Exercise goal:
Go through the data below and return each line where the string "lace" occurs.

[Data items]
○ ○ ○

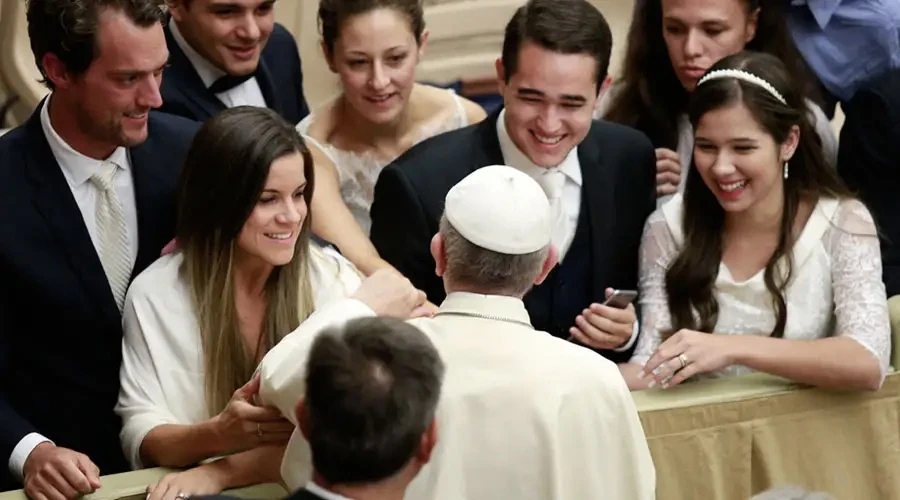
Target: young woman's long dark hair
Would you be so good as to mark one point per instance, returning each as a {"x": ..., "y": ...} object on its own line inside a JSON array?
[
  {"x": 649, "y": 96},
  {"x": 691, "y": 277},
  {"x": 224, "y": 174}
]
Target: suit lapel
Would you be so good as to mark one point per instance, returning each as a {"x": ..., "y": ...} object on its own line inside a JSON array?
[
  {"x": 188, "y": 81},
  {"x": 489, "y": 153},
  {"x": 150, "y": 194},
  {"x": 600, "y": 203},
  {"x": 54, "y": 200}
]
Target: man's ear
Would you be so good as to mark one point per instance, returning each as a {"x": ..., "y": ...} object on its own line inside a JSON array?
[{"x": 428, "y": 442}]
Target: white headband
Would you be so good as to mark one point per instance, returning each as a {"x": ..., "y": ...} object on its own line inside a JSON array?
[{"x": 745, "y": 76}]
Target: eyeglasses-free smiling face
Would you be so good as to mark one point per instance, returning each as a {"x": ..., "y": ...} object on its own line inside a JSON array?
[
  {"x": 270, "y": 233},
  {"x": 549, "y": 102},
  {"x": 738, "y": 160},
  {"x": 375, "y": 56}
]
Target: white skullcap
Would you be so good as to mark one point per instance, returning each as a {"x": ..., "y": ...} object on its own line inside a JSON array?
[{"x": 501, "y": 209}]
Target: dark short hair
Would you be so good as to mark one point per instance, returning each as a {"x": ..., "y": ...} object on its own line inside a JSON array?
[
  {"x": 68, "y": 28},
  {"x": 333, "y": 14},
  {"x": 372, "y": 388},
  {"x": 564, "y": 26}
]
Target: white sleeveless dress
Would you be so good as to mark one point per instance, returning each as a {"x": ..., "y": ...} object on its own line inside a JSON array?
[{"x": 358, "y": 172}]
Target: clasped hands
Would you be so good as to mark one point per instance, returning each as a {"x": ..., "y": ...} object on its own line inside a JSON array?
[{"x": 685, "y": 354}]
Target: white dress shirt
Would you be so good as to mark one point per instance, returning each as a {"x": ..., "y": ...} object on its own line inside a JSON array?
[
  {"x": 245, "y": 94},
  {"x": 319, "y": 491},
  {"x": 78, "y": 169},
  {"x": 162, "y": 374},
  {"x": 522, "y": 414},
  {"x": 570, "y": 196}
]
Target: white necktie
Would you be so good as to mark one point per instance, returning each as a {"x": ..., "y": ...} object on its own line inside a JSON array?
[
  {"x": 112, "y": 234},
  {"x": 552, "y": 181}
]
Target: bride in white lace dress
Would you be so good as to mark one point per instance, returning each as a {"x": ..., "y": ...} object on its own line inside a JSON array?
[
  {"x": 766, "y": 263},
  {"x": 374, "y": 47}
]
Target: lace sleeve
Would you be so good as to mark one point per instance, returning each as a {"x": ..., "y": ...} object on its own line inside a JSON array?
[
  {"x": 860, "y": 303},
  {"x": 657, "y": 251}
]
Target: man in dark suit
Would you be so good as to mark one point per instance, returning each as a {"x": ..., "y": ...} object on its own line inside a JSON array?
[
  {"x": 599, "y": 176},
  {"x": 869, "y": 163},
  {"x": 87, "y": 203},
  {"x": 226, "y": 54},
  {"x": 372, "y": 389}
]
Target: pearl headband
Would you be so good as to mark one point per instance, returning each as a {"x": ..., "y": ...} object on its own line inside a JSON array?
[{"x": 744, "y": 76}]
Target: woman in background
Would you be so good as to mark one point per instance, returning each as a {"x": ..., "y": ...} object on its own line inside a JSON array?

○ ○ ○

Answer below:
Target: bride in white lace dress
Target: lace sleeve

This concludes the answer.